__Extract provided__.
With a little more than a week to go before free agency begins, teams are having the final discussions on which of their free agents they should make a qualifying offer to.
Under the current labor agreement, the figure is set by the average of the 125 most lucrative contracts, as detailed by the Basic Agreement.
Should a player reject a qualifying offer and sign a Major League contract with another club before the next year's First-Year Player Draft, his former team receives a compensation pick at the end of the first round. The club signing the player loses its first-round pick in the Draft, unless that pick is among the top 10, in which case the signing club loses its next-highest pick.
While those rules affect the signing team, there are certain players who won't receive $14.1 million per year in a new contract they sign. For some, length is a bigger concern over dollars. For others, struggles in 2013 hurt their free-agent value, so a one-year qualifying offer would give them an opportunity to up their value for free agency after next season.
Here's a look at four players who should accept qualifying offers from their current teams and test free agency next year.
Curtis Granderson is coming off of a season where he only played in 61 games after various stints on the disabled list. He hit .229 with seven home runs and 15 RBI.
If anyone needs to accept a qualifying offer to re-establish their value, it's Granderson. All you have to do is look at his stats from the previous four years:
More than anything, he has to re-establish his power value. Next year's free-agent class lacks a power-hitting center fielder, giving Granderson a leg up on the rest of the competition.
Granderson has to prove he's healthy at his age. Next year, he will be 33. He's only got one more chance at a decent-sized contract.
Does he want that contract to be after an injury-riddled 2013 or after a 2014 season where he could possibly put up better offensive stats?
Prior to the All-Star break, Ubaldo Jimenez wasn't even thought of as deserving of a qualifying offer after going 7-4 with a 4.56 ERA. After the break, he went 8-5 with a 1.82 ERA.
For Cleveland fans who were looking to see the Jimenez from the 2010 season in which he went 19-8 with a 2.88 ERA, they finally got it.
However, just because he had a good second half of the season doesn't mean he's going to get a huge contract.

Items listed in a dataset:

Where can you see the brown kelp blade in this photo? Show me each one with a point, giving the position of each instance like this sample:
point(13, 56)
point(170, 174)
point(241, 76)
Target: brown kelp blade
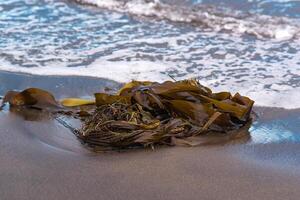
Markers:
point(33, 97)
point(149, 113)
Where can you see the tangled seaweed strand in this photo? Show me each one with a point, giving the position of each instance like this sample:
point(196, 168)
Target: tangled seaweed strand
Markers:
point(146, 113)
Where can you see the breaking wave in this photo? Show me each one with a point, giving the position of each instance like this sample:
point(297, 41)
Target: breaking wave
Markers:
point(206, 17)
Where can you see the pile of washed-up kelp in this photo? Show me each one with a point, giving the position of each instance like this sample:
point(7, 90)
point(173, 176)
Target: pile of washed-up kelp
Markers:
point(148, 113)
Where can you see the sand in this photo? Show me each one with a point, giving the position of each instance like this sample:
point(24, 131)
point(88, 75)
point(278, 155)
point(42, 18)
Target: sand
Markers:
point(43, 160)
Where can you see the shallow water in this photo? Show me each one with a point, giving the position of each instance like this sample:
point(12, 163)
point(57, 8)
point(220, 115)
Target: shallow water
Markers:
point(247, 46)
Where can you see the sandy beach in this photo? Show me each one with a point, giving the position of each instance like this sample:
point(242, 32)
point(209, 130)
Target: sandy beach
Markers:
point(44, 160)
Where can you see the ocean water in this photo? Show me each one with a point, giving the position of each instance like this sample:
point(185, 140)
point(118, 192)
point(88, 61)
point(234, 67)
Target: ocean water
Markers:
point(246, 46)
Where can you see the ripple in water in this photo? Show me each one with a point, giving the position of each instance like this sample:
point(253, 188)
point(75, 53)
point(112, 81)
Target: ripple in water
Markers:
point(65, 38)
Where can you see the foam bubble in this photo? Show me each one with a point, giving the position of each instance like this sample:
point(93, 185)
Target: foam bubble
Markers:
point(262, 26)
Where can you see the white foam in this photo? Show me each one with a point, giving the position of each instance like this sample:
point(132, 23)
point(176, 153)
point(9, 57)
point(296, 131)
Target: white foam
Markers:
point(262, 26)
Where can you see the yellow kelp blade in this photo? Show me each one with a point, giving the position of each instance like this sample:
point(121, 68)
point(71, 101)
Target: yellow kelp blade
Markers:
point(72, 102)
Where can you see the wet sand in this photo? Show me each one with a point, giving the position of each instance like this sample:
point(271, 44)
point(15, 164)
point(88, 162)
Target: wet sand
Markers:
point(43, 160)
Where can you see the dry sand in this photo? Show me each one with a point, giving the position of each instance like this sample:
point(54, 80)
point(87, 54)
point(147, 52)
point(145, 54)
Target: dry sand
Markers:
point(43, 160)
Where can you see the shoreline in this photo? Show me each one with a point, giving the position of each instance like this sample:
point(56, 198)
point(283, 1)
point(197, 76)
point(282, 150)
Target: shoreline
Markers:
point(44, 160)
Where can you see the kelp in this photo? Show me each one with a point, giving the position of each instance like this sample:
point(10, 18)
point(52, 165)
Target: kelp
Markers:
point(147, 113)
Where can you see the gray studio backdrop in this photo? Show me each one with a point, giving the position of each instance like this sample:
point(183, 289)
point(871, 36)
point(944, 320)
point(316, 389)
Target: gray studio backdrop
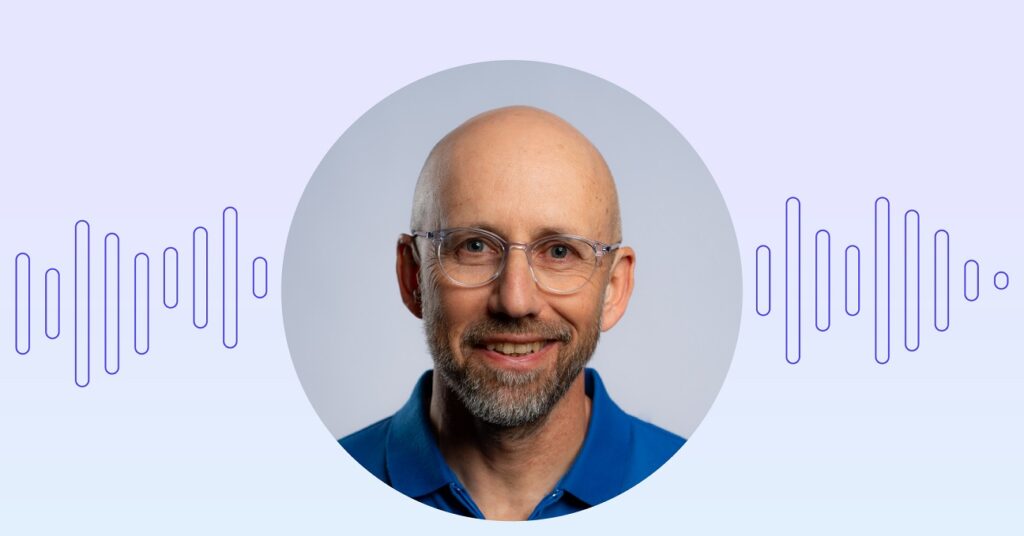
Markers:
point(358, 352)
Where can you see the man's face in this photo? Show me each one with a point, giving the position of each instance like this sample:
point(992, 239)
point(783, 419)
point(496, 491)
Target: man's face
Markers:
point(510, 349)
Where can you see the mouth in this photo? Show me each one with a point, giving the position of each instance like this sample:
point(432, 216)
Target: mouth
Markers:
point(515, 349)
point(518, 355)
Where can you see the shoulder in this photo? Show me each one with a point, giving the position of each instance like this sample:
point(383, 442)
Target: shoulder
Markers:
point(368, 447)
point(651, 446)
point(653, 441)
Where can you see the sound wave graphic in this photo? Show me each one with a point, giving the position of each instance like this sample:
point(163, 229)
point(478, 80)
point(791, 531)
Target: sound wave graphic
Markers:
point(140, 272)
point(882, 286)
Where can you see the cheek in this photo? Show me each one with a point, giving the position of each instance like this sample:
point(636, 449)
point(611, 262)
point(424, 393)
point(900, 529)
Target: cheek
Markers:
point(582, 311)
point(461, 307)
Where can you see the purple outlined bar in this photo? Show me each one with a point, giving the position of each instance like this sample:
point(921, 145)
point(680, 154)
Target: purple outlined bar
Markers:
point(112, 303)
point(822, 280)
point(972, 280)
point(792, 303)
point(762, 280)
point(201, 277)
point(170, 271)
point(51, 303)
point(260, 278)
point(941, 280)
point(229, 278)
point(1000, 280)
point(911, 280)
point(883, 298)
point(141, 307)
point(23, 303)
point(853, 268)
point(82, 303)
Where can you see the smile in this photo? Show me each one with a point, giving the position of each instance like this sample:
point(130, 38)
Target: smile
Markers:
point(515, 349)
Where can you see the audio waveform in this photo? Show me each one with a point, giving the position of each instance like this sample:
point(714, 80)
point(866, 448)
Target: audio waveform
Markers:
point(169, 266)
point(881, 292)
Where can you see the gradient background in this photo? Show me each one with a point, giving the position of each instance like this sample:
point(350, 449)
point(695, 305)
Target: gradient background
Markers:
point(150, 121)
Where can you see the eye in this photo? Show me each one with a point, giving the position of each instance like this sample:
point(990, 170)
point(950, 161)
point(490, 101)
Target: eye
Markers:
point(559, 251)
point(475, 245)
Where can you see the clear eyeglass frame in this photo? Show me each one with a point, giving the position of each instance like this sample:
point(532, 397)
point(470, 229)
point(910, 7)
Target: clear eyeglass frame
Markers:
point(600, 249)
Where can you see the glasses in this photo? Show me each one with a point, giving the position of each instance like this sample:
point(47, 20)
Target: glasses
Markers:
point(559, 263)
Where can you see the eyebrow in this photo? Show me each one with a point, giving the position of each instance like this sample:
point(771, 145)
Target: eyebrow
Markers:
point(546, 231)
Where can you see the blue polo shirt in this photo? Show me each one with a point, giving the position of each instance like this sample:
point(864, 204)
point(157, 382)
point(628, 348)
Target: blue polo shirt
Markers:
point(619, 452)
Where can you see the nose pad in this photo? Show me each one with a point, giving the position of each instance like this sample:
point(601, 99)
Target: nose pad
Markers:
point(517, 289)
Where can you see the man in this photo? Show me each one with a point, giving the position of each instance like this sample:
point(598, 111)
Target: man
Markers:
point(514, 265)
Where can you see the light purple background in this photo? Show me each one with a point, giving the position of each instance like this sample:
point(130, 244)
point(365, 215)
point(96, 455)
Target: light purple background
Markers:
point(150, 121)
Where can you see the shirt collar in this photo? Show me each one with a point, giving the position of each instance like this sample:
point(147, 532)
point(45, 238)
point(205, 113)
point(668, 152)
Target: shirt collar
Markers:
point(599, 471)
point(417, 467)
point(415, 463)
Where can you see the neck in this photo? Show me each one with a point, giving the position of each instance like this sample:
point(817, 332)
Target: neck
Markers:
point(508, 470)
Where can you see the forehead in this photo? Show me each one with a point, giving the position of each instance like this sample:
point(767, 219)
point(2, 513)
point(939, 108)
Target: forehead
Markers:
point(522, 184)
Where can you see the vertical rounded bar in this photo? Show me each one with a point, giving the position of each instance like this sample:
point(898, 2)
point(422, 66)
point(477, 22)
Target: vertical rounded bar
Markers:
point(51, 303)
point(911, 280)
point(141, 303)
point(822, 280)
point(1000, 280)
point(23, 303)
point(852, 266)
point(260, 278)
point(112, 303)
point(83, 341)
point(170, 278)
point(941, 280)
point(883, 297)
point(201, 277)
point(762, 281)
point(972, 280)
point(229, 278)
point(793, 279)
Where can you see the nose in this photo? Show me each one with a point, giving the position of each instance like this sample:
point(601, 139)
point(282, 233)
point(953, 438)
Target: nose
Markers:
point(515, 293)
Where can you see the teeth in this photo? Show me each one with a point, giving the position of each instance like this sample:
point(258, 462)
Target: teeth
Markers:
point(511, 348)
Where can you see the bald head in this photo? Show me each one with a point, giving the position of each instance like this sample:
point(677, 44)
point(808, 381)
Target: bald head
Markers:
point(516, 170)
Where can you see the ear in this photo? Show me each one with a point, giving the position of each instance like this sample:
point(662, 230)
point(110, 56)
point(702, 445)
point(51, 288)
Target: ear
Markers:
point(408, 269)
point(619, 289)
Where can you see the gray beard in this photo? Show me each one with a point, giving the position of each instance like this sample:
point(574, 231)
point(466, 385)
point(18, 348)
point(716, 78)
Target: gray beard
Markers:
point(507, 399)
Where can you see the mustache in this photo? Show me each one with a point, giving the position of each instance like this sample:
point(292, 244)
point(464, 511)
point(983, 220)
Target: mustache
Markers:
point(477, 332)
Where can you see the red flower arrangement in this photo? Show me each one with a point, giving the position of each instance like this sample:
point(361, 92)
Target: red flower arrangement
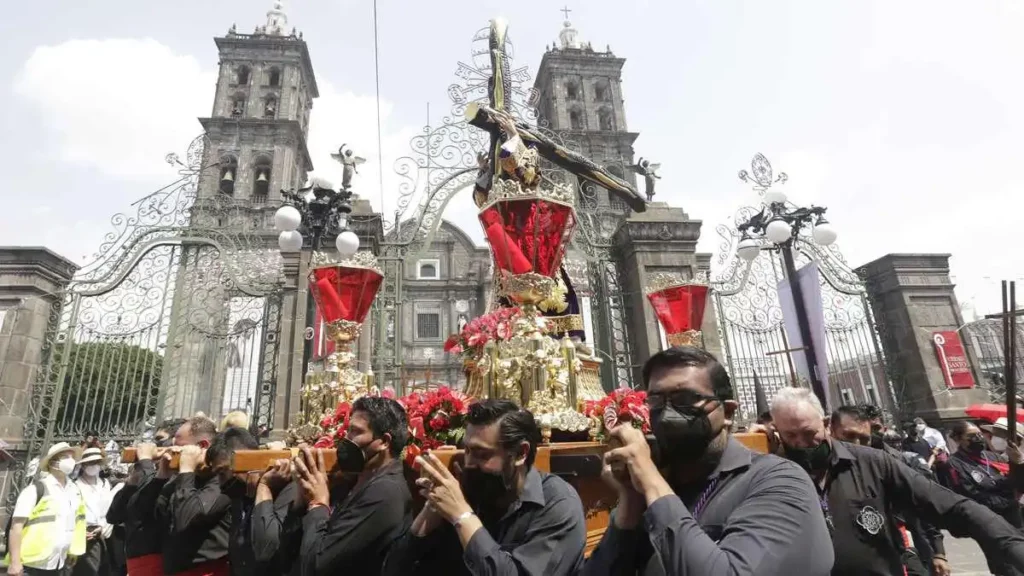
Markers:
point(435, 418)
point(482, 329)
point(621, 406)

__Apply what you read__.
[1] In the article on qualifying offers, what ERA did Ubaldo Jimenez post after the All-Star break?
[2] Carry the article on qualifying offers forward from its final sentence.
These records come from a separate source.

__Responses per task__.
[1] 1.82

[2]
Steve Adams of MLB Trade Rumors sees Jimenez getting a deal around three years and $39 million. But imagine if he pitches in 2014 like he did in the second half of 2013. His contract length and dollars could skyrocket.
By accepting a qualifying offer from the Indians, Jimenez will have the chance to prove he is an ace-type pitcher again. And if he does, he'll be one of the top pitchers on the market next year.
It's a risk for Jimenez, especially if he can get around $13 million guaranteed over each of the next three years. But the risk of losing $26 million guaranteed doesn't compare to a contract that could see him earn $50-70 million during next year's free agency.
Josh Johnson was once the prize of the Marlins' organization, but his inability to stay healthy and be the ace that many thought he was has hurt his value.
In 2009, Johnson was one of the best pitchers in baseball, going 15-5 with a 3.23 ERA and 191 strikeouts. He was dominant again from 2010-11 with a 2.14 ERA in 37 starts, but injuries put a halt to his successes.
In 2012, he was decent for a bad Miami team, going 8-14 with a 3.81 ERA. Then, he was traded to the Blue Jays in a blockbuster deal last offseason. He and Jose Reyes were the key pieces in the deal, and it would be a shame to see the Blue Jays let Johnson go without seeing what he could really do.
Tim Dierkes of MLB Trade Rumors sees Johnson signing a one-year deal to rebuild his value anyways, so why not accept a qualifying offer for more money?
It's worth the risk for the Blue Jays, as most of their top pitching prospects are still a few years away from the big leagues.
Johnson has proven he can be an ace, and if he can overcome his injury history, he'll get a chance to show he is that ace.
And if he does, he'll be the top power pitcher available on the market next year.
It's plain and simple. Nelson Cruz has to prove he can still be a legitimate threat at the plate without the aid of performance-enhancing drugs.
Cruz was one of the many players suspended for his role in the Biogenesis scandal and has a lot to prove.
Evan Grant of the Dallas Morning News reported the Rangers were looking to make a qualifying offer to Cruz:
We’re going to need corner run production, (GM Jon) Daniels said. We’re going to need power. Obviously, Nellie’s been a source of that here for the last few years. The first order of business we’ll have to decide is whether we extend the qualifying offer to him. I would expect we will.
If Cruz is smart, he'll accept that offer and make up for letting the Rangers down this season. Had it not been for his suspension, the Rangers likely wouldn't have missed out on the playoffs. After all, he was worth at least one win...wasn't he?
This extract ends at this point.